TEXT EXCERPT.
_ _ _

As part of the Integrated Disability Services Project, we provide structured 1-1 and group opportunities for parents to learn and embed strategies and practice into the home and community environment to support their child / young person with ADHD. Here’s how we helped Joshua and his Mum:
Joshua was placed within the care system as a baby before being adopted at the age of 16 months. From about 20 months, Joshua’s adoptive mother was concerned with his behaviour but attributed this to the fact that he had been through the care system. When he was two and half, a play group leader agreed that her son had some behavioural issues after witnessing his behaviours.
Joshua can be violent and abusive, often breaking things when situations are not going his way. Her struggles to carry out basic personal tasks, such as tooth brushing, for himself and doesn’t sleep well.
Joshua went through various assessments and visits to professionals including Sure Start Health Visitors, the Children and Adolescent Mental Health Service and Children’s Services at St David’s Hospital. However, unfortunately his mother felt that her concerns were not being heard. It was not until her son ‘kicked off’ in school that services and interventions began.
Joshua was eventually diagnosed with global developmental delay, a sensory disorder, reactive arthritis and severe Attention Deficit Hyperactivity Disorder (ADHD). However, his adoptive mother believes that Attachment Disorder – the result of his experience in care – is the biggest issue. This impacts on his physical health; his anxiety levels are often so high that he is near the point of hyperventilating. Joshua’s mum said, “I think a lot of his medical issues were pushed aside because he was adopted. I don’t think they addressed those attachment issues soon enough and put enough input into it.”

_ _ _

SUPPLIED MATERIAL.
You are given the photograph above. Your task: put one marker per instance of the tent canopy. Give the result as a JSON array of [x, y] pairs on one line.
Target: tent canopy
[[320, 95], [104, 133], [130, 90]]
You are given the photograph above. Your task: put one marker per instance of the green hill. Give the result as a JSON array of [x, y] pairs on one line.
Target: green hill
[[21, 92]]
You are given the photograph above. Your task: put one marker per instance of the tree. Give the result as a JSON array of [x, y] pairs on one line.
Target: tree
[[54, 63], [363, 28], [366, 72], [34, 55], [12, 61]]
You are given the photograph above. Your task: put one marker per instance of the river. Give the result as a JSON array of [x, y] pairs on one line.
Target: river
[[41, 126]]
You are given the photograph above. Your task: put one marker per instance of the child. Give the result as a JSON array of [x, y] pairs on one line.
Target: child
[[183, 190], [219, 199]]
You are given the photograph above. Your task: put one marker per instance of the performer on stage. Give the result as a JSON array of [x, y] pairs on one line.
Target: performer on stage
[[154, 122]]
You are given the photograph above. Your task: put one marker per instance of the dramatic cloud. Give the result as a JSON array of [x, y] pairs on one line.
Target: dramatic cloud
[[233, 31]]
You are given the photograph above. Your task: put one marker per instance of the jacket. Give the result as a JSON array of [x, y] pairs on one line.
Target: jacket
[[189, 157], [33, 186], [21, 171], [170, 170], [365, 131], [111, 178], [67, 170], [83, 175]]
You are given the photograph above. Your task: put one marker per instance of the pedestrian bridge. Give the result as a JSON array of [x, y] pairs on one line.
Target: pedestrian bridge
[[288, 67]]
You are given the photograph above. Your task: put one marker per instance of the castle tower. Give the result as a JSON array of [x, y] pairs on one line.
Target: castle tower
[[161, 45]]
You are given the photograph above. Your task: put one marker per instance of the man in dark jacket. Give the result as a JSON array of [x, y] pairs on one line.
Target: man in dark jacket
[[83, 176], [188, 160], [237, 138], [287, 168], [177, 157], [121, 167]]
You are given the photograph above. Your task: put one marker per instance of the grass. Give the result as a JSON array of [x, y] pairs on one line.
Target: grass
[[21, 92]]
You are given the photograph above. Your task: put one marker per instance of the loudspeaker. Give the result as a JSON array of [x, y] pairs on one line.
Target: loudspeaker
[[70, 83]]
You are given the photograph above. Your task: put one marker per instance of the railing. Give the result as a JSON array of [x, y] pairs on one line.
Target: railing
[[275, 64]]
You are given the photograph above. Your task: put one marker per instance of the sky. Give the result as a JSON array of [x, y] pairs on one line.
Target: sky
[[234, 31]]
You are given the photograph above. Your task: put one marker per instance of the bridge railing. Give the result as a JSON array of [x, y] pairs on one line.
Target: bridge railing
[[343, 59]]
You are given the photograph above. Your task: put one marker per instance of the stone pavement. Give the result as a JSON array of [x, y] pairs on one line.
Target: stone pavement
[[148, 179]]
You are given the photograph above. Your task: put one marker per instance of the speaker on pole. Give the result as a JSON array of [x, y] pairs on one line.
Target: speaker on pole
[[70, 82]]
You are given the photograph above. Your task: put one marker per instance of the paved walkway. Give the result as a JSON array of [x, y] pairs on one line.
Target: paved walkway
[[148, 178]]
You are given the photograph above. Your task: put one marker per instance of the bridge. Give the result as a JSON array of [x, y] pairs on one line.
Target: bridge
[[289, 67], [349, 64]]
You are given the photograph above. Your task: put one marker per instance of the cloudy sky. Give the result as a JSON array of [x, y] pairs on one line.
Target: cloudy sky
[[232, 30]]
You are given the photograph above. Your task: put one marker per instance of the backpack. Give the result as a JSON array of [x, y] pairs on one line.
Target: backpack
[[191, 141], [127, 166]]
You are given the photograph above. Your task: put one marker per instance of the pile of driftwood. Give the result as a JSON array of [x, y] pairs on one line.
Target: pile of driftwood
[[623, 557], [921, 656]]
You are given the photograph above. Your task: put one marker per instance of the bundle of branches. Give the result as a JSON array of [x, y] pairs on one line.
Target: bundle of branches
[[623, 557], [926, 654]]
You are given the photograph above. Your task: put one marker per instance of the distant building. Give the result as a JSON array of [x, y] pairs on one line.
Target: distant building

_ _ _

WHAT YOU WILL DO.
Extend the account of Joshua and his mum, starting after its last sentence. The entries come from a different source than the text.

THE ANSWER.
At the start of their journey, Joshua’s mother felt that the organisations involved in her son’s care were not working together. Unfortunately, she felt that a lot of services were put in place too late and/or their waiting lists were too long. She often found that if a multi-disciplinary meeting was held, professionals in attendance would not know her son’s case and would end up discussing medication or treatments that had already been tried. “Each professional had an input but didn’t have the full picture”.
However, since having a new social worker Joshua and his mum have seen a change in the support they have received. “At long last we have multi-disciplinary meetings where everybody sits around the table so everybody knows what’s going on. If somebody is doing one thing I am able to support that in the home as well.” Respite services have been set up and Joshua’s mum believes that her son’s inclusion in the Complex Needs pilot has meant that professionals are now taking her and her son’s condition more seriously.
Joshua’s mum believes that all of this change is attributed to the hard work and knowledge of their Social Worker.